Data for this exercise =
========================================================================

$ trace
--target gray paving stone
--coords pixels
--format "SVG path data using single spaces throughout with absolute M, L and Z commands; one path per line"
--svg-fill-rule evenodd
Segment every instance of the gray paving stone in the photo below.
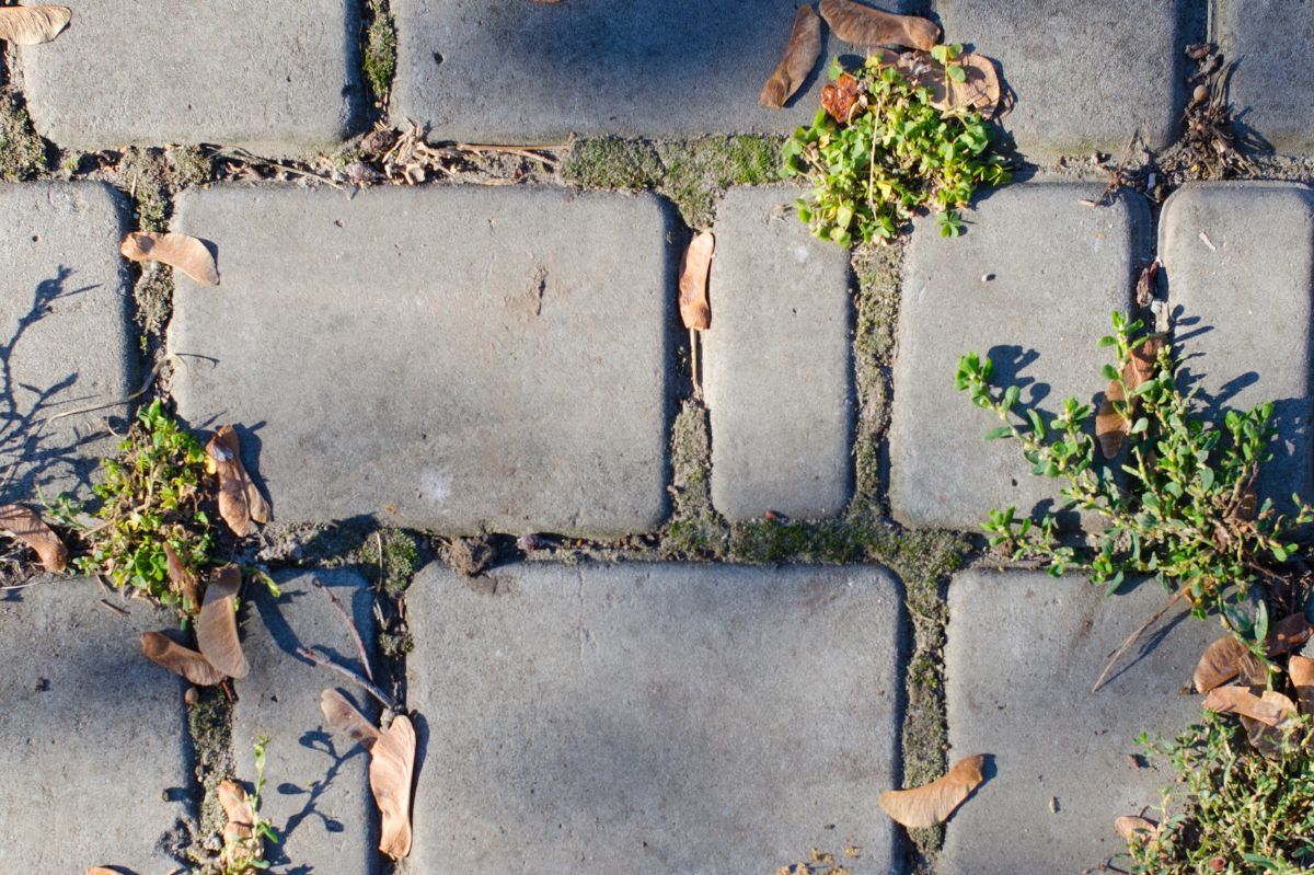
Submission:
M 120 198 L 97 183 L 0 185 L 0 498 L 74 491 L 113 451 L 134 381 Z
M 1181 113 L 1183 0 L 938 0 L 947 42 L 993 58 L 1016 96 L 1003 126 L 1028 155 L 1151 148 Z
M 890 871 L 886 572 L 430 566 L 407 603 L 415 871 L 774 872 L 846 845 Z
M 650 196 L 217 188 L 176 226 L 193 424 L 238 422 L 285 522 L 620 533 L 665 507 L 670 229 Z M 213 365 L 206 359 L 214 360 Z
M 1130 305 L 1147 246 L 1139 200 L 1092 209 L 1102 187 L 1025 184 L 992 193 L 968 231 L 941 238 L 918 222 L 904 267 L 890 426 L 890 505 L 911 526 L 976 528 L 991 508 L 1041 502 L 1058 482 L 1033 477 L 1017 445 L 954 386 L 959 356 L 988 355 L 996 382 L 1022 385 L 1022 409 L 1054 413 L 1104 390 L 1109 314 Z
M 996 774 L 949 821 L 947 875 L 1075 875 L 1123 850 L 1113 819 L 1159 804 L 1175 776 L 1126 755 L 1142 752 L 1139 733 L 1173 736 L 1198 719 L 1200 698 L 1179 691 L 1221 635 L 1214 620 L 1169 615 L 1092 694 L 1108 654 L 1164 598 L 1154 582 L 1105 598 L 1084 577 L 1042 572 L 950 582 L 949 755 L 989 754 Z
M 834 516 L 853 481 L 849 254 L 779 210 L 796 196 L 732 189 L 716 213 L 703 384 L 732 520 Z
M 796 5 L 396 0 L 393 117 L 466 142 L 790 133 L 820 106 L 824 63 L 784 110 L 757 99 Z M 823 38 L 825 59 L 850 50 L 829 29 Z
M 1314 191 L 1286 183 L 1187 185 L 1164 204 L 1159 254 L 1173 339 L 1185 357 L 1183 384 L 1201 390 L 1200 403 L 1215 418 L 1272 401 L 1280 440 L 1259 491 L 1284 507 L 1293 491 L 1314 501 Z
M 18 60 L 33 123 L 64 148 L 313 152 L 364 106 L 357 34 L 352 0 L 99 0 Z
M 1314 150 L 1314 7 L 1281 0 L 1221 0 L 1218 43 L 1236 60 L 1231 102 L 1238 118 L 1282 151 Z
M 106 610 L 89 579 L 47 577 L 0 598 L 0 871 L 177 868 L 191 811 L 183 682 L 142 656 L 171 620 Z
M 250 594 L 242 645 L 251 674 L 235 684 L 233 749 L 238 775 L 250 784 L 256 776 L 252 746 L 261 736 L 269 740 L 260 811 L 279 830 L 277 853 L 269 855 L 276 866 L 364 875 L 378 861 L 369 754 L 335 734 L 319 711 L 319 694 L 339 686 L 338 675 L 296 656 L 297 648 L 314 648 L 364 674 L 342 616 L 311 583 L 317 577 L 351 612 L 367 652 L 373 650 L 373 594 L 355 572 L 281 574 L 279 599 L 268 590 Z M 356 687 L 343 692 L 364 713 L 377 713 Z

========================================================================

Instruction = Reproduce all of the material above verbatim, character for character, but omit the picture.

Full output =
$ trace
--target gray paving stone
--coords pixels
--format "SVG path data using single spaces throughout with absolute M, L and Z commands; one path per line"
--svg-fill-rule evenodd
Segment every instance of the gray paving stone in the photo below.
Submission:
M 120 198 L 97 183 L 0 185 L 0 498 L 74 491 L 113 451 L 134 381 Z
M 1181 113 L 1183 0 L 938 0 L 947 42 L 993 58 L 1016 96 L 1003 126 L 1028 155 L 1151 148 Z
M 890 871 L 886 572 L 430 566 L 407 603 L 415 871 L 774 872 L 846 845 Z
M 650 196 L 217 188 L 176 226 L 193 424 L 238 422 L 285 522 L 620 533 L 665 507 L 670 229 Z M 213 365 L 206 359 L 214 360 Z
M 1130 305 L 1147 246 L 1139 200 L 1092 209 L 1102 187 L 1025 184 L 992 193 L 968 231 L 941 238 L 918 222 L 904 267 L 890 426 L 890 505 L 911 526 L 976 528 L 991 508 L 1041 502 L 1058 482 L 1033 477 L 1017 445 L 954 386 L 959 356 L 988 355 L 996 382 L 1022 385 L 1022 409 L 1054 413 L 1104 390 L 1109 314 Z
M 996 774 L 949 821 L 947 875 L 1075 875 L 1123 850 L 1113 819 L 1159 804 L 1175 776 L 1126 755 L 1142 752 L 1139 733 L 1173 736 L 1198 719 L 1200 698 L 1179 691 L 1221 635 L 1214 620 L 1169 615 L 1092 694 L 1108 654 L 1164 598 L 1154 582 L 1105 598 L 1084 577 L 1042 572 L 950 582 L 949 755 L 989 754 Z
M 834 516 L 853 481 L 849 254 L 779 210 L 796 196 L 732 189 L 716 213 L 703 384 L 732 520 Z
M 796 5 L 396 0 L 393 117 L 466 142 L 790 133 L 820 106 L 824 63 L 784 110 L 757 99 Z M 823 38 L 825 59 L 850 50 L 829 29 Z
M 1314 191 L 1286 183 L 1187 185 L 1164 204 L 1159 254 L 1173 339 L 1185 357 L 1183 384 L 1201 390 L 1200 403 L 1215 418 L 1272 401 L 1280 440 L 1259 491 L 1284 507 L 1293 491 L 1314 501 Z
M 18 60 L 33 123 L 64 148 L 313 152 L 364 106 L 357 34 L 352 0 L 99 0 Z
M 1314 150 L 1314 7 L 1281 0 L 1221 0 L 1218 43 L 1236 60 L 1231 102 L 1238 118 L 1282 151 Z
M 106 610 L 89 579 L 47 577 L 0 598 L 0 871 L 177 868 L 191 811 L 183 682 L 142 656 L 171 620 Z
M 250 594 L 242 645 L 251 674 L 235 684 L 233 749 L 238 775 L 250 784 L 256 776 L 252 746 L 261 736 L 269 740 L 260 811 L 279 830 L 277 853 L 269 855 L 276 866 L 364 875 L 378 861 L 369 754 L 335 734 L 319 711 L 319 694 L 339 686 L 338 675 L 296 656 L 297 648 L 314 648 L 364 674 L 342 616 L 311 583 L 317 577 L 351 612 L 367 652 L 373 650 L 373 594 L 355 572 L 281 574 L 279 599 L 268 590 Z M 356 687 L 343 692 L 364 713 L 377 713 Z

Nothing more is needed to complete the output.